Taking the listing below, restate word for word each line from the line with "Target: woman's nose" to the line with "Target: dog's ear", ends included, and stop there.

§ §

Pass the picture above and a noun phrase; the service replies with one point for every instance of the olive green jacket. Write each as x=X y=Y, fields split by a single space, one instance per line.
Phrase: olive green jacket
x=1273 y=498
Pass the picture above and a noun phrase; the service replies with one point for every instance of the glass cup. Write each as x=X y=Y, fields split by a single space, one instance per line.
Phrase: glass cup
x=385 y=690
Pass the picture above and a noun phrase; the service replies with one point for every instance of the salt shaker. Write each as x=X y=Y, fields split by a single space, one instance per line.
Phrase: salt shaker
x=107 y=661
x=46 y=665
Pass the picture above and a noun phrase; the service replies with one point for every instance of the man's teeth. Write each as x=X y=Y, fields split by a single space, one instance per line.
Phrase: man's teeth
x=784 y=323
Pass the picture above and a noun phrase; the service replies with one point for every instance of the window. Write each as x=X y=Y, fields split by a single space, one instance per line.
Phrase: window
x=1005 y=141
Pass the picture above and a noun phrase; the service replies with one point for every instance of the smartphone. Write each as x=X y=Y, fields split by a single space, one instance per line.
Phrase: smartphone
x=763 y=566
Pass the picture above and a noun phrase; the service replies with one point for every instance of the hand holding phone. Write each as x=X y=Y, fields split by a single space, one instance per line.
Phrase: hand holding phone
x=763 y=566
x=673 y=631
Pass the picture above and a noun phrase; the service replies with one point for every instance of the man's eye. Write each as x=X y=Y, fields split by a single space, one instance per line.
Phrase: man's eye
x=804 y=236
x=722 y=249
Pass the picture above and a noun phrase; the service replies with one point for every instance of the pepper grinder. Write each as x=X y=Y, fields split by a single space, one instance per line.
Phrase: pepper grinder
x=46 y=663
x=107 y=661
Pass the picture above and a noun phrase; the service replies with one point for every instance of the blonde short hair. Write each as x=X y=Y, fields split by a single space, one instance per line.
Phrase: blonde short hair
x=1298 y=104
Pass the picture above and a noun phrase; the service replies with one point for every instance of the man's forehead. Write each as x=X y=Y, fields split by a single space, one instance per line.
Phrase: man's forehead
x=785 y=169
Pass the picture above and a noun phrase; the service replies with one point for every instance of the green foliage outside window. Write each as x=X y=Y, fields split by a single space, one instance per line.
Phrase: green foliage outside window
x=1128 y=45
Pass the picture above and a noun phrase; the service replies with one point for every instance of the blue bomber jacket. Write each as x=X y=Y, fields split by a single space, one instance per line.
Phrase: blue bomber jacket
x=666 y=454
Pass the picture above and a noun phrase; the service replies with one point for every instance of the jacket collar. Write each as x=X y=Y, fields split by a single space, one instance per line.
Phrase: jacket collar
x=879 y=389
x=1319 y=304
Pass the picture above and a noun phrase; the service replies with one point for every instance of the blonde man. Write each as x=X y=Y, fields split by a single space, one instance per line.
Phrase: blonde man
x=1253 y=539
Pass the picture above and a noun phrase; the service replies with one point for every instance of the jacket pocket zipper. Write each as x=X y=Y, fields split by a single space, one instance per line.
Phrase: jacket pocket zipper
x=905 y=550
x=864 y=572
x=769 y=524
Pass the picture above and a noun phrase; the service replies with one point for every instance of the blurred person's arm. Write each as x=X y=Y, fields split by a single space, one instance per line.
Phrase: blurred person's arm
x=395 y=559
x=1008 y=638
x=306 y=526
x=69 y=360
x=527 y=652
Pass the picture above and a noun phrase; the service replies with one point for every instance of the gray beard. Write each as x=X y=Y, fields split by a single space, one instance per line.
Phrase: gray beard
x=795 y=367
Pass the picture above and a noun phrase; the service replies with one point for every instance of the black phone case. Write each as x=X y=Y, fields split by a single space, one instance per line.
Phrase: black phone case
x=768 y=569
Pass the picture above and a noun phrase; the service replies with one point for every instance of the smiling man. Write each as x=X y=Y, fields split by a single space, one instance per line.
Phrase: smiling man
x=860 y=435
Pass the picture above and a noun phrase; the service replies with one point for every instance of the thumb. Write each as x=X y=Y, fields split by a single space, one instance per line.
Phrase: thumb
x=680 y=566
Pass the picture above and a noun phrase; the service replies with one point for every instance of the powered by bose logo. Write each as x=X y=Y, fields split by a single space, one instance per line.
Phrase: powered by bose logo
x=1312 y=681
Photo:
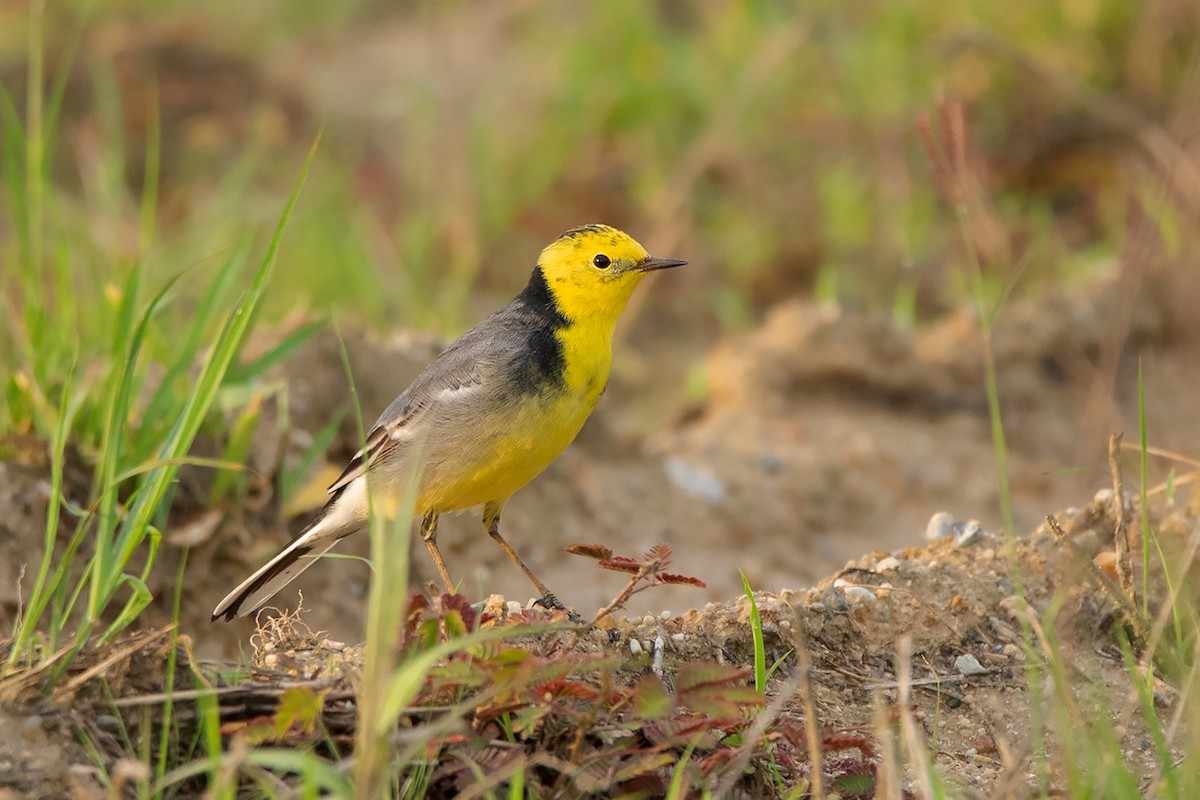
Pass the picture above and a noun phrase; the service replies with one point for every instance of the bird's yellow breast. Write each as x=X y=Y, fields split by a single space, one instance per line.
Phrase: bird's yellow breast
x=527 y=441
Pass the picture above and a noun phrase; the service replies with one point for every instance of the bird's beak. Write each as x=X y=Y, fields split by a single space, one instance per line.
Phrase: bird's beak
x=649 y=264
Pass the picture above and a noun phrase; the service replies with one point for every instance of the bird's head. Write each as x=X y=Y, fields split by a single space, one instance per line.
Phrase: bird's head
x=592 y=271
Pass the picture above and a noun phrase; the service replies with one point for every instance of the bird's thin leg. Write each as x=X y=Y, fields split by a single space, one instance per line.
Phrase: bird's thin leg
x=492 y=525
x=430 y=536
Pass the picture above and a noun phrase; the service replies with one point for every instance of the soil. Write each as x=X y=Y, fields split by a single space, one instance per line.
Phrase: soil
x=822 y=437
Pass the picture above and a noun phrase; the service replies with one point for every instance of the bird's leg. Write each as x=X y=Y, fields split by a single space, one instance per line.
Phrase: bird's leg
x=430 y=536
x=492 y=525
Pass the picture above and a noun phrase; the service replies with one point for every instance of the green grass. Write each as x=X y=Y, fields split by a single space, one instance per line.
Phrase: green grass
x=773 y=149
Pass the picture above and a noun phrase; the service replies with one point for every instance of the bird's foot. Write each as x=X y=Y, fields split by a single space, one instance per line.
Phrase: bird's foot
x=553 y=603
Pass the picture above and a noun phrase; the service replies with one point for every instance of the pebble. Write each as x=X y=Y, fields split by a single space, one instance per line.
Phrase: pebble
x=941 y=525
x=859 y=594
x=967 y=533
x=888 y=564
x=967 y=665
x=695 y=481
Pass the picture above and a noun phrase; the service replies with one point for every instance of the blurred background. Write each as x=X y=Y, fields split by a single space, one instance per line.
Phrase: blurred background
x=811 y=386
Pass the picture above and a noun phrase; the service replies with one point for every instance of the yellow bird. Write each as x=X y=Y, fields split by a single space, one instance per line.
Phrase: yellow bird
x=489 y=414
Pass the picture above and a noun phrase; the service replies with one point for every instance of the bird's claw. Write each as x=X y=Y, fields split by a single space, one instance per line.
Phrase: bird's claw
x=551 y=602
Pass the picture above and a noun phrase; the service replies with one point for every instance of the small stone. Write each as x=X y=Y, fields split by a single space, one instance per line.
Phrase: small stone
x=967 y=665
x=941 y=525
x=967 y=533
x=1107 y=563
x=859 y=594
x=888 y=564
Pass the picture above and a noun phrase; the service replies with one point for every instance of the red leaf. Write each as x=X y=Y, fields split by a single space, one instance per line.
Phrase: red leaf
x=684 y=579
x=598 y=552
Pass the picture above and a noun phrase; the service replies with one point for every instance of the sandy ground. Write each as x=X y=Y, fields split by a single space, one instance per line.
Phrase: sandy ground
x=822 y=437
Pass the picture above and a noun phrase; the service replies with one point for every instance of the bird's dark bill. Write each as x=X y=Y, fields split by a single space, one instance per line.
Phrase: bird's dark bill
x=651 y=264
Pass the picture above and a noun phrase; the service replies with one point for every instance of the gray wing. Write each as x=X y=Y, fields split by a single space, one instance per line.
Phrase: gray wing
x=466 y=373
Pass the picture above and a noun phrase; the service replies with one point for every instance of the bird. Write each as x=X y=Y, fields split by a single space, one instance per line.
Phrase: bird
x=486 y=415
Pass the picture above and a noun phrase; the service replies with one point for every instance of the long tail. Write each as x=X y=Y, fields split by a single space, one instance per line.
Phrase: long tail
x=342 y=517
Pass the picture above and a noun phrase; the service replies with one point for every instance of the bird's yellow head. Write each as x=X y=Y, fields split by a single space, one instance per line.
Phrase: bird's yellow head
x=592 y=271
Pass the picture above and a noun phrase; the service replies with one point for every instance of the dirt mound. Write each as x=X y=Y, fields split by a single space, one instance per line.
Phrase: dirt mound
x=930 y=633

§ §

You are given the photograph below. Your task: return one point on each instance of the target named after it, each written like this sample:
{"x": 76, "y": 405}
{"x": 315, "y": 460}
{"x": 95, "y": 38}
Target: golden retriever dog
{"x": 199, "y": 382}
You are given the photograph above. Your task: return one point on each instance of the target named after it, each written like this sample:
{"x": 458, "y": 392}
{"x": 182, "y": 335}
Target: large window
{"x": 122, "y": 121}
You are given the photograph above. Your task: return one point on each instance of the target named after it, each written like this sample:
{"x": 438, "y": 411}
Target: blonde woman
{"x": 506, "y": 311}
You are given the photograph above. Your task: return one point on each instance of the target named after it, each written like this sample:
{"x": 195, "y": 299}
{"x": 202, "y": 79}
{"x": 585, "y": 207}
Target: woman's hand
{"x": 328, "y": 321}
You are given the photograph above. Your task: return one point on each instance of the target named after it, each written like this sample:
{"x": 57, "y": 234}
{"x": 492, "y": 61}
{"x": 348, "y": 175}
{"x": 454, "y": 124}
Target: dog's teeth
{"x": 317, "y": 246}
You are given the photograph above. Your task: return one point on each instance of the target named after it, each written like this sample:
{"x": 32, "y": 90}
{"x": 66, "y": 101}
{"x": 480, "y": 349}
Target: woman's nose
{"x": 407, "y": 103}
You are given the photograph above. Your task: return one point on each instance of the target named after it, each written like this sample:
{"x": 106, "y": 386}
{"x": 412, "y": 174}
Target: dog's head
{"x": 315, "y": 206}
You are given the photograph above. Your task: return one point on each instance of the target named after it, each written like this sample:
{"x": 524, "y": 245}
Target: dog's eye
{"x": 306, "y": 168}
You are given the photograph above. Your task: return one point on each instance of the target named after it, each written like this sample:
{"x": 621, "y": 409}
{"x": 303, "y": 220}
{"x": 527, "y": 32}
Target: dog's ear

§ §

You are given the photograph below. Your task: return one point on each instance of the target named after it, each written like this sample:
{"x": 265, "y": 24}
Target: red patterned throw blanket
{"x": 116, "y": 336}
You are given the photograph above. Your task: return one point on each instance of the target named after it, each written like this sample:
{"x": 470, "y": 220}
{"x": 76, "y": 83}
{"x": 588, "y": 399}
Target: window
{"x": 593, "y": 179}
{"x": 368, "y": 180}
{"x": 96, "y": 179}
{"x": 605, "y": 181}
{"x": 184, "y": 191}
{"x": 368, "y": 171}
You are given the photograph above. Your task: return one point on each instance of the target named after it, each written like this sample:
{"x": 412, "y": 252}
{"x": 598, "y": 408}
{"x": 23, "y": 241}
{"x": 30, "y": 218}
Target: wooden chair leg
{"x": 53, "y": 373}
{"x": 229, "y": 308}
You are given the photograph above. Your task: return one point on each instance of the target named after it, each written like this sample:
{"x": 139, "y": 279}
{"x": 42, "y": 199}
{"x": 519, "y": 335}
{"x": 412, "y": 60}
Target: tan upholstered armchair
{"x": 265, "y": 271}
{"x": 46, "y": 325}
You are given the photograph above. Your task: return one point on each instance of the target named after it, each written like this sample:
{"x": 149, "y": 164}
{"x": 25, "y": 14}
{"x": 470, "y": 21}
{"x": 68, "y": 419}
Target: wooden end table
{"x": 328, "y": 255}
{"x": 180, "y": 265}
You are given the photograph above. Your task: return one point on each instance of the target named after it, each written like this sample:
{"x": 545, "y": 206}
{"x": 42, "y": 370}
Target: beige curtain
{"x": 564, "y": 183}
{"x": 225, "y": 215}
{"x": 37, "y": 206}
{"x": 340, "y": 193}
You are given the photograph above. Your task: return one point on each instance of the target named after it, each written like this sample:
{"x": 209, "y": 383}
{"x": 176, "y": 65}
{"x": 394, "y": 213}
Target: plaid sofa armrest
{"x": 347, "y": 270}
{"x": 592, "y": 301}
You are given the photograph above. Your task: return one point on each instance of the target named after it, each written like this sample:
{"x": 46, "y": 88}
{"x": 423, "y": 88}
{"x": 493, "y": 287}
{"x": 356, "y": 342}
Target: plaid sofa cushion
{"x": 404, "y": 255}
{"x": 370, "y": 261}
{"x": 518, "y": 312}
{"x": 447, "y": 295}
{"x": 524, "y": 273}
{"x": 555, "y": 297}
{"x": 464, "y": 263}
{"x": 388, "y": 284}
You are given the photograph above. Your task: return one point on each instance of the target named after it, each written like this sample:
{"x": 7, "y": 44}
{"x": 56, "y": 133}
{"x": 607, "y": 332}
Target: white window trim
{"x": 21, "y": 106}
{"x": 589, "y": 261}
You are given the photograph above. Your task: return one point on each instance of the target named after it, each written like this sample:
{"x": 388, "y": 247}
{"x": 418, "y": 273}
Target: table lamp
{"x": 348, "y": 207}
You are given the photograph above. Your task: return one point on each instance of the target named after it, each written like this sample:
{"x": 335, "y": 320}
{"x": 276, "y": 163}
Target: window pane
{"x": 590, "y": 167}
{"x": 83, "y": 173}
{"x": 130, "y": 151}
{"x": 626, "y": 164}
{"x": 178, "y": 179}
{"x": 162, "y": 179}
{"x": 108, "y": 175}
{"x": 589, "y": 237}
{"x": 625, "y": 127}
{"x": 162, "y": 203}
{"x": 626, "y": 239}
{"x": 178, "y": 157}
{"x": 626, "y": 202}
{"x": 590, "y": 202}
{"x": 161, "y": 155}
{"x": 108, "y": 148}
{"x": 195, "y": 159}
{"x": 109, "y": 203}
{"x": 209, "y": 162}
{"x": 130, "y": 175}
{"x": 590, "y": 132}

§ §

> [Written response]:
Target: woman's nose
{"x": 407, "y": 103}
You are given the photograph above. Your task: return one point on each instance of the target named after it, each written like this sample:
{"x": 106, "y": 386}
{"x": 412, "y": 174}
Target: dog's head
{"x": 315, "y": 206}
You are given the photograph above. Your task: return one point on each instance of the target named after it, each written like this sample:
{"x": 524, "y": 245}
Target: dog's eye
{"x": 306, "y": 168}
You are given the photograph above. Your task: return one point on each instance of the target named after it, each written like this sample:
{"x": 621, "y": 409}
{"x": 303, "y": 220}
{"x": 527, "y": 32}
Target: dog's ear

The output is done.